WORK INSTRUCTIONS - Copy the material from the line containing "Can you find the arena roof?" through the end, replacing "wispy cloud" with "thin cloud" and leaving everything else the same.

SOURCE MATERIAL -

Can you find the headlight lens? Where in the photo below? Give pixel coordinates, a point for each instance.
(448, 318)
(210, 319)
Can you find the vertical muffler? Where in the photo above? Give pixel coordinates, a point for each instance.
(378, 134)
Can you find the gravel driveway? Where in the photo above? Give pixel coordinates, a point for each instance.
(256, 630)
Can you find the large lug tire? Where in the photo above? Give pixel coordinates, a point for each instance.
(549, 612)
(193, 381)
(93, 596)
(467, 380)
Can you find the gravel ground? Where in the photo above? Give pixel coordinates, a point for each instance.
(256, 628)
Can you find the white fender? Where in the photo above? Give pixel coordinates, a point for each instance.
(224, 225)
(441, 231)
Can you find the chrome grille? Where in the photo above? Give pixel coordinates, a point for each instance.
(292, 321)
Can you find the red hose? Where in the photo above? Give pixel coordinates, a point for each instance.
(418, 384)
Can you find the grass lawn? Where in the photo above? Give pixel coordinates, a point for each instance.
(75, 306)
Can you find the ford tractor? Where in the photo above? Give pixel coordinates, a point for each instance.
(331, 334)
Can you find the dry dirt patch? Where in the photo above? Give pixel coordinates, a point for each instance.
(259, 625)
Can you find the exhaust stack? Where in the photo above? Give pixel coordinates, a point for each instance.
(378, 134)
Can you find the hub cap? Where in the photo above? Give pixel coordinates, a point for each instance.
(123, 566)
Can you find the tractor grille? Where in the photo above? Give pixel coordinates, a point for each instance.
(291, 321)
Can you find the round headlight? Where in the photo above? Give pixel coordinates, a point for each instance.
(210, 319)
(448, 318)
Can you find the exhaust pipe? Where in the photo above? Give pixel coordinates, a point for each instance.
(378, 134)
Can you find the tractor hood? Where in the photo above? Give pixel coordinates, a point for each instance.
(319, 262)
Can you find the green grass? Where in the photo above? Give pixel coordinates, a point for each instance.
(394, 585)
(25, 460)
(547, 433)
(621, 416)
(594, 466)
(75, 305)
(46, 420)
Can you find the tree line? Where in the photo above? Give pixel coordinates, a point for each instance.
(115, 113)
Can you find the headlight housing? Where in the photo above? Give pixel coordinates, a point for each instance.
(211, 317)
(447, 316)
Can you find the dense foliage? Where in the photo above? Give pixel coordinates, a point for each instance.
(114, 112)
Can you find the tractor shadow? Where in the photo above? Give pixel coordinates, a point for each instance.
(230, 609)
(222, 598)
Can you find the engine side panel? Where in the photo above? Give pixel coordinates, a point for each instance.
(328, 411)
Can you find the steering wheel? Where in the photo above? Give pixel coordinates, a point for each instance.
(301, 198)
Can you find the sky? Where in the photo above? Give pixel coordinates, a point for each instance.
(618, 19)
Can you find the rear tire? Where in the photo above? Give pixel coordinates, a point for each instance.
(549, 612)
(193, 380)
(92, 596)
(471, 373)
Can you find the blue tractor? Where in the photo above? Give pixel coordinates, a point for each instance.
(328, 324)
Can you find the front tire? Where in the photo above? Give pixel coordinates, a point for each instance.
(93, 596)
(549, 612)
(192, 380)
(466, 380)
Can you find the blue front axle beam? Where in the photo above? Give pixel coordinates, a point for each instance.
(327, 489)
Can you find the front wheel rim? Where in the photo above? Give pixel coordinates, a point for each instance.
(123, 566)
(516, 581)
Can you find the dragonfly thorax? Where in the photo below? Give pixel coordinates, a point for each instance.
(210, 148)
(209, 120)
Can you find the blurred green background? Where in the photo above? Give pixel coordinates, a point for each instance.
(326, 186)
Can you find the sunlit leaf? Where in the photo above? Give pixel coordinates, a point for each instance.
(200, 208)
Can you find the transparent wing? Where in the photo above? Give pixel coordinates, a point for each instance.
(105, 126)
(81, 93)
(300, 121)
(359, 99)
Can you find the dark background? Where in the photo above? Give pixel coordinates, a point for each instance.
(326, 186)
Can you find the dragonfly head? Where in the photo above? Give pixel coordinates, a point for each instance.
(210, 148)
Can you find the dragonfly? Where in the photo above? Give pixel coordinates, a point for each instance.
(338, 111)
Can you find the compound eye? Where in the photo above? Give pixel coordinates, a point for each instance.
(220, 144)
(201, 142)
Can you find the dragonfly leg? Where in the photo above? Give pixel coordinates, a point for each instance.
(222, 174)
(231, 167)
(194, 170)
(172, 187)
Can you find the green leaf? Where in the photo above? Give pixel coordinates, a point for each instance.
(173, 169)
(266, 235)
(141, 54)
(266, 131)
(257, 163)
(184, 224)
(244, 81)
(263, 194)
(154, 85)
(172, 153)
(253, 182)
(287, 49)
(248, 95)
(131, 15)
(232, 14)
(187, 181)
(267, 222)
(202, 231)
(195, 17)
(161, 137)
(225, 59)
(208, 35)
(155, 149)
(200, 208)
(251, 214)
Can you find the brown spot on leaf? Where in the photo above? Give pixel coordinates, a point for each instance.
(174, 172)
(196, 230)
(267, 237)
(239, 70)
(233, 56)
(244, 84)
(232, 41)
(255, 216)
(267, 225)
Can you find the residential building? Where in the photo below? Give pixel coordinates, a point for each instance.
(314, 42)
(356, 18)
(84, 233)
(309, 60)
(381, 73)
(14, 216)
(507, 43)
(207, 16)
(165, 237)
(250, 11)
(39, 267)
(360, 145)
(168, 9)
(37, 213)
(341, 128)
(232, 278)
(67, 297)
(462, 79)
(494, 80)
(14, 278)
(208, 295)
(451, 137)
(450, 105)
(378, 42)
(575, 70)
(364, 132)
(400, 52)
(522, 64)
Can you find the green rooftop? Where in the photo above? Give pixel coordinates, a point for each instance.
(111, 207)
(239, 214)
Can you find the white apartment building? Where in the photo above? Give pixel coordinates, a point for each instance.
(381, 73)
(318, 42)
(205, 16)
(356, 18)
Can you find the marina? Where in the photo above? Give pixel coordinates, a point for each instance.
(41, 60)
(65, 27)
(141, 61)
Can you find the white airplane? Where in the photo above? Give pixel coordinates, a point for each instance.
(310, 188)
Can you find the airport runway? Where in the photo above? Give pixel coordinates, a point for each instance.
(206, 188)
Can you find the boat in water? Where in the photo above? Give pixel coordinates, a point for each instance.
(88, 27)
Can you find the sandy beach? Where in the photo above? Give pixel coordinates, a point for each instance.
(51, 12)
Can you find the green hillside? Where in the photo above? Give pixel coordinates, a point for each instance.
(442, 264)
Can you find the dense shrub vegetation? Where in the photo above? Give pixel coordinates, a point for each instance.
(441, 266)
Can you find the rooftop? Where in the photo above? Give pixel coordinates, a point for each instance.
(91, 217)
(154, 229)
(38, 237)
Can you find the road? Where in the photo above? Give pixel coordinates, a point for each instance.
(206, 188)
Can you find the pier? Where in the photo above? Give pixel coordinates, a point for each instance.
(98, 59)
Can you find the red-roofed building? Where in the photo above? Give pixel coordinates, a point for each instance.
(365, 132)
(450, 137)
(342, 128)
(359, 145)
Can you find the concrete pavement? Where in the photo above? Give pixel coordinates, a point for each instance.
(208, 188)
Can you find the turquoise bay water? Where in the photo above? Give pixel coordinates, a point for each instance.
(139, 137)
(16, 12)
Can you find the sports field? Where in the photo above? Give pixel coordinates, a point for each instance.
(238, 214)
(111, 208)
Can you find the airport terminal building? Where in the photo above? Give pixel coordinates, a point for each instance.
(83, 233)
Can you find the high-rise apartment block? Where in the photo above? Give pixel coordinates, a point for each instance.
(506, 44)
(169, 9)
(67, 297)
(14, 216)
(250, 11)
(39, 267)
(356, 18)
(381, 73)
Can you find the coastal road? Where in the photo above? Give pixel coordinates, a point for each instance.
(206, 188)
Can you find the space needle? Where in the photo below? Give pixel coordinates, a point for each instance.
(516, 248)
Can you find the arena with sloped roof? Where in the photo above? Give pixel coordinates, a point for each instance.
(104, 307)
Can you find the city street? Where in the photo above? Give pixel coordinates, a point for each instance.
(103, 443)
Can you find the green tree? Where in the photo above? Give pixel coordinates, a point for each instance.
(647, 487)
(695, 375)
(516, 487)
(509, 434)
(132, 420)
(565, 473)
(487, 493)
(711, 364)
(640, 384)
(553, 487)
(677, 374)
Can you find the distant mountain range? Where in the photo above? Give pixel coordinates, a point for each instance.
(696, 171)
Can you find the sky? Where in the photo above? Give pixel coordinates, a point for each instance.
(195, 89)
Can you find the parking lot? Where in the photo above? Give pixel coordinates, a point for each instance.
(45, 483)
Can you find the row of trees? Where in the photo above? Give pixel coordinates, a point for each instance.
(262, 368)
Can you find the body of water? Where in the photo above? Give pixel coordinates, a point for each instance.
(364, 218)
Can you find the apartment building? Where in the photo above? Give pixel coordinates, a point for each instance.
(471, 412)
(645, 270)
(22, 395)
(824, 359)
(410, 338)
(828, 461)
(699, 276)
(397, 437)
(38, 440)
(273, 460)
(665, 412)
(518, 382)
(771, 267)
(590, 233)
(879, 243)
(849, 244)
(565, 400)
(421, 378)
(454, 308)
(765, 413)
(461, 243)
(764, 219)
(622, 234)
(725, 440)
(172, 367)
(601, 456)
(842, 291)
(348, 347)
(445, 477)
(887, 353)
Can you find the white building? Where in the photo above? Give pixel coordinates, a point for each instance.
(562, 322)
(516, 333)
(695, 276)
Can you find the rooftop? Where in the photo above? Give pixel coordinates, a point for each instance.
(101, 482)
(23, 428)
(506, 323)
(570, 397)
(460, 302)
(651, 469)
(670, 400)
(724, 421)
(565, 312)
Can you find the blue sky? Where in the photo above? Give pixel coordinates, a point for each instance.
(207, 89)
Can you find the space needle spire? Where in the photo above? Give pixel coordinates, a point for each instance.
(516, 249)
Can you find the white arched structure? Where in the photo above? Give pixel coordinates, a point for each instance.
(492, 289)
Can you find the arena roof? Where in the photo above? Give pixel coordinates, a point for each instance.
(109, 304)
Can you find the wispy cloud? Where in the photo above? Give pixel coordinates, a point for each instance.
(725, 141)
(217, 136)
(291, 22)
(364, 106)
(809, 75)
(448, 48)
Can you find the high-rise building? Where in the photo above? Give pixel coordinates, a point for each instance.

RESPONSE TO THIS TASK -
Can you find the arena roof? Where in the photo above? Give pixel coordinates, a point for each instance.
(109, 304)
Can you find the thin cloud? Where in the photo above? Give pixel coordinates, a point for each instance.
(725, 141)
(217, 136)
(291, 22)
(364, 106)
(809, 75)
(448, 48)
Can you find the high-rise building? Where in the photo above? Give pixel coordinates, a point for each instance.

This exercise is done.